Let the line containing "Query: hillside" serve as the first line of the answer and the final line of the entries as its last, with every line between copied exactly.

RECORDS FOR THIS EXERCISE:
********************

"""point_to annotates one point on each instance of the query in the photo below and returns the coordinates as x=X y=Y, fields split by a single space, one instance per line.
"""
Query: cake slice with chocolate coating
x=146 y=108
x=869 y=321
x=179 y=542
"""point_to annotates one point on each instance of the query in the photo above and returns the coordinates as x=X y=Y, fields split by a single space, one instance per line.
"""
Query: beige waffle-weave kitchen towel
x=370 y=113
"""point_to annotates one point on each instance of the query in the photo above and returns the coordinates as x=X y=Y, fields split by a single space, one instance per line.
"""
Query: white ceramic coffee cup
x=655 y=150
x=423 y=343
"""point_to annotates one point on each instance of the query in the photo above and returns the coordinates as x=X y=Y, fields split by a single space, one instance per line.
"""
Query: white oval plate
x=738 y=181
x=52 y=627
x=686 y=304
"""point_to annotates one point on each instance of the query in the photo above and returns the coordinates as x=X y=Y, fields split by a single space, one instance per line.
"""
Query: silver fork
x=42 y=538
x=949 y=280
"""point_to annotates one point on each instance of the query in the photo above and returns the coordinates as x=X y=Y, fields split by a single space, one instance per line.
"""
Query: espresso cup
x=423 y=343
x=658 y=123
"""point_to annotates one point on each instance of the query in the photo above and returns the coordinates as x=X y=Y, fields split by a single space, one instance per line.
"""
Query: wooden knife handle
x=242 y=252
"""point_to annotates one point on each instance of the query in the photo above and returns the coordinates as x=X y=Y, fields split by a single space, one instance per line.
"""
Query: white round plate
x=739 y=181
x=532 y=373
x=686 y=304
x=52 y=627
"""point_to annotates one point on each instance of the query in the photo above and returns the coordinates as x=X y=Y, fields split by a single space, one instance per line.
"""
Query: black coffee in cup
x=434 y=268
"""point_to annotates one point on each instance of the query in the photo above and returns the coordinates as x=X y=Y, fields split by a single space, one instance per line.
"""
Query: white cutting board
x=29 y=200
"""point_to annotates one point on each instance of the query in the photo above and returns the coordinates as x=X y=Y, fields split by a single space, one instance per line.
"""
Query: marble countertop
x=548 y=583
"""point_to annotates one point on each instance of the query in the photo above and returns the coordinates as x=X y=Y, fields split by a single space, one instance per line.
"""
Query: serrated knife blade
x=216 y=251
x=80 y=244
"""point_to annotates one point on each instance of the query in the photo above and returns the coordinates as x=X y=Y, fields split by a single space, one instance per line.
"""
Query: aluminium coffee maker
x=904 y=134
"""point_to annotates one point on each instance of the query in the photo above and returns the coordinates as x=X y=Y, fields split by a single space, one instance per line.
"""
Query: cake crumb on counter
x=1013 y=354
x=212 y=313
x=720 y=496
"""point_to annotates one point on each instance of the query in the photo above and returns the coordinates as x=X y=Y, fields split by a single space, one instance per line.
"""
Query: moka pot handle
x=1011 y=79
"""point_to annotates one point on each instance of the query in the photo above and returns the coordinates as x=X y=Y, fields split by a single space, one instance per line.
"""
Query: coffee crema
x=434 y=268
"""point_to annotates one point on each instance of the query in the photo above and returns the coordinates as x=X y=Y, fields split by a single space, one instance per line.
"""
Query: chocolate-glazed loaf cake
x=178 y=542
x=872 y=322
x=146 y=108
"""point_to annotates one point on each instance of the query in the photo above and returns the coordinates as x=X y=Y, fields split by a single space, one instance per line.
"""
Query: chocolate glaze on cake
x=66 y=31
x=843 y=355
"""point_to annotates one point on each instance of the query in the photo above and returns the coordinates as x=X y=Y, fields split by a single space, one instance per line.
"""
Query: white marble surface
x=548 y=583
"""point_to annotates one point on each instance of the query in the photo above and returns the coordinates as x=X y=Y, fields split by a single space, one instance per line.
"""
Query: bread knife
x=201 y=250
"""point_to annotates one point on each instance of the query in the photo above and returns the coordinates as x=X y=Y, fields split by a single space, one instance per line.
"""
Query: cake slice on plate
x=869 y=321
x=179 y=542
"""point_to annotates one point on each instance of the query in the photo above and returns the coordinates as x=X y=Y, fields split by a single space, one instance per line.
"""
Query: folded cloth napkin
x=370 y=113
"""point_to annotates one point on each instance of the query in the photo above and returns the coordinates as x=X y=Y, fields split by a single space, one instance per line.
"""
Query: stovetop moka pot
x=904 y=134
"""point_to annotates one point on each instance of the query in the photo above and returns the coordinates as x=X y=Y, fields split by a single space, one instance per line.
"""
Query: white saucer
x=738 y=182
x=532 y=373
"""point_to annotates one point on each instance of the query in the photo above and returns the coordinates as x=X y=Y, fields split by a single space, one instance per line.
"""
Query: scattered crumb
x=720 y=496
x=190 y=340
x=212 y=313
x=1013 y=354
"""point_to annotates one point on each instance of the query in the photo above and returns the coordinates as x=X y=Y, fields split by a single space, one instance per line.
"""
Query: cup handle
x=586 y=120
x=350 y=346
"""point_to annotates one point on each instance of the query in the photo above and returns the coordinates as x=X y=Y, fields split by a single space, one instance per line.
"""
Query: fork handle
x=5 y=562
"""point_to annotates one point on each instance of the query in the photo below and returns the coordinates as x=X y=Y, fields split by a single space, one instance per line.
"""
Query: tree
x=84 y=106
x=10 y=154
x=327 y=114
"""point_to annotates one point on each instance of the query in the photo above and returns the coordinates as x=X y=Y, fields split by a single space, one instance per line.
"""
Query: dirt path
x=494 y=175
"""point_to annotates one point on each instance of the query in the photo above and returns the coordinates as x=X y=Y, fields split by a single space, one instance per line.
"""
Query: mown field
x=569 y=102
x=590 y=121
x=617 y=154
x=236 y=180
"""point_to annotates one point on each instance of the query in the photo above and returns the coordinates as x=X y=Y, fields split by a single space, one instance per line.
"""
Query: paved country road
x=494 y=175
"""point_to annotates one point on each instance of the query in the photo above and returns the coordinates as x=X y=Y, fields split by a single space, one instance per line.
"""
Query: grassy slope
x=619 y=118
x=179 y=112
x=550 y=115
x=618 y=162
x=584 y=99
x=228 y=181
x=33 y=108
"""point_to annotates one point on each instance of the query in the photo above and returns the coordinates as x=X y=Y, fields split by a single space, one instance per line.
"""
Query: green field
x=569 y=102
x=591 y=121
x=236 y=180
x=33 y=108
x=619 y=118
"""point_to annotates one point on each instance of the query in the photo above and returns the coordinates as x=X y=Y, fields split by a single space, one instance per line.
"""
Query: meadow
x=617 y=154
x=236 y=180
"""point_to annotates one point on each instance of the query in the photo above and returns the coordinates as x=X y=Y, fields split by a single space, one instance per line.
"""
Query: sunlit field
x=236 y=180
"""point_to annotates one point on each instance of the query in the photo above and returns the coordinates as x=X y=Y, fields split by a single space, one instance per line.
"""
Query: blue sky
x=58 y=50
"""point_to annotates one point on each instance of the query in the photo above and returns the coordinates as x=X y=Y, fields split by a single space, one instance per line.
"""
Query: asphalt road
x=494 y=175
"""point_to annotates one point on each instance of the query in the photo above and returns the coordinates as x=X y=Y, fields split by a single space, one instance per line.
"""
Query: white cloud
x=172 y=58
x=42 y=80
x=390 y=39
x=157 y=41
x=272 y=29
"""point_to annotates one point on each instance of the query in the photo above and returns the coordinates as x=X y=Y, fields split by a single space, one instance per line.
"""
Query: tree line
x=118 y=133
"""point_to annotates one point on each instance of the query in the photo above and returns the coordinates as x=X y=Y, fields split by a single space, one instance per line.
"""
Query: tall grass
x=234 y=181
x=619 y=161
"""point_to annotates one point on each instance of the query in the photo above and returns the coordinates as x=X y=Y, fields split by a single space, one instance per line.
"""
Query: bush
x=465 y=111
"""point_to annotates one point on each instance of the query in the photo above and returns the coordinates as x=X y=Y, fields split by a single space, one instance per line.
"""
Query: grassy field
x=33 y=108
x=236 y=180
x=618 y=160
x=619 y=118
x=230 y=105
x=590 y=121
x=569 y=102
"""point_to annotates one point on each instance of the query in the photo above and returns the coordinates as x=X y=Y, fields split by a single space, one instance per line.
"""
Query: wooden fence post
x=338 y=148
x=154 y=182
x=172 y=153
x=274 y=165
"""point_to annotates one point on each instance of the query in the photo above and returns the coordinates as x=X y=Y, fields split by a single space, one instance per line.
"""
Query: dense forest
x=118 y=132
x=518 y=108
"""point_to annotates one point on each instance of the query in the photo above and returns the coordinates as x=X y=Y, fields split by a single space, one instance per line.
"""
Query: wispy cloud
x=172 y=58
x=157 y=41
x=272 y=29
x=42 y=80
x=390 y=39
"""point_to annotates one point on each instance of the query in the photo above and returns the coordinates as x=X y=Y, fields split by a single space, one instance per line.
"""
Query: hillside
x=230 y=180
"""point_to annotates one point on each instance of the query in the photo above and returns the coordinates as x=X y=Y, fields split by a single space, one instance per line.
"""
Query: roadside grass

********************

RESULT OF THE EXERCISE:
Query: hillside
x=230 y=180
"""point_to annotates one point on each instance of the query in the photo above and returns the coordinates as x=X y=Y, fields split by a single space, one instance per line.
"""
Query: roadside grass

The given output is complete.